本文
せーばなるの物語

いったい「せーばなる」ってどうしてはじまったのか。なんてことは、誰も知りたくないかもしれない。。。けど、勝手に語らせていただきます。


第一章 『せ~ばなるは一日にして成らず』

さかのぼること1986年。新潟県南蒲原郡田上町近辺に居を置く個性的な有志数名の集まりである[よめばわかる舎]は、定例である飲み会の大義名分ネタひねり出しに詰まり始めていた。

それまでもそれぞれが色々な業種のそれなりの地位に居る者の集まりであるために立案家も多く、毎回趣向を凝らした会が企画され舎員の好評を得ていた。

しかし、いかにヤリ手が集まろうとも、さすがに会を重ねる内にネタは尽きてくるもの。そこでフト一人のメンバーが思いついた非常 ? に安易な発想… 「 B.B.Q でもなじらろ?」 知り合いにバンドマンがいるから、その方々に生演奏させてそれを酒の肴にいっちょ野外で丸焼き大宴会でもという … 。

指示
- 1) 次の(a)〜(c)が本文の内容と合っているかを判断し、それぞれ「はい」か「いいえ」で答え、その根拠となる本文の語句をそのまま引用してください。
(a) よめばわかる舎は、1986年の時点で新潟県南蒲原郡田上町近辺に居を置いていた。
(b) 舎のメンバーは、全員が同じ業種の者であった。
(c) バーベキューの案は、メンバー全員の話し合いによって決まった。
- 2) 本文の「いったい「せーばなる」ってど」から「ねり出しに詰まり始めていた。」までを、「飲み会」を「食事会」に改めて書き直してください。
- 3) せーばなるの由来を語る本文を、最後の文の続きから書き継いでください。

提示資料
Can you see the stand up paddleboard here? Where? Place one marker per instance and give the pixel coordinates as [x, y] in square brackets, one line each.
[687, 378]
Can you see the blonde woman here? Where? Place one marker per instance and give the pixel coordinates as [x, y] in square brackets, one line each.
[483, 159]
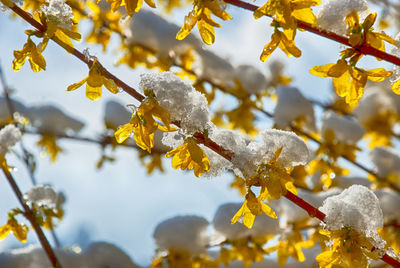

解答
- 1)
(a) はい。「さかのぼること1986年。新潟県南蒲原郡田上町近辺に居を置く」
(b) いいえ。「それぞれが色々な業種のそれなりの地位に居る者の集まり」
(c) いいえ。「フト一人のメンバーが思いついた」

- 2)
いったい「せーばなる」ってどうしてはじまったのか。なんてことは、誰も知りたくないかもしれない。。。けど、勝手に語らせていただきます。


第一章 『せ~ばなるは一日にして成らず』

さかのぼること1986年。新潟県南蒲原郡田上町近辺に居を置く個性的な有志数名の集まりである[よめばわかる舎]は、定例である食事会の大義名分ネタひねり出しに詰まり始めていた。

- 3)
さらにそのメンバーの中にはたまたま牧場主の子孫がおり、あっけなく最適な場が見つかってしまう。

そうと決まったらドンドン進行。ほとんど音楽的素養を持つ者も居らず、又その事自体を気にする事も無くただただ楽しいであろうと思われる当日の酒を目指して、猪突猛進が始まる。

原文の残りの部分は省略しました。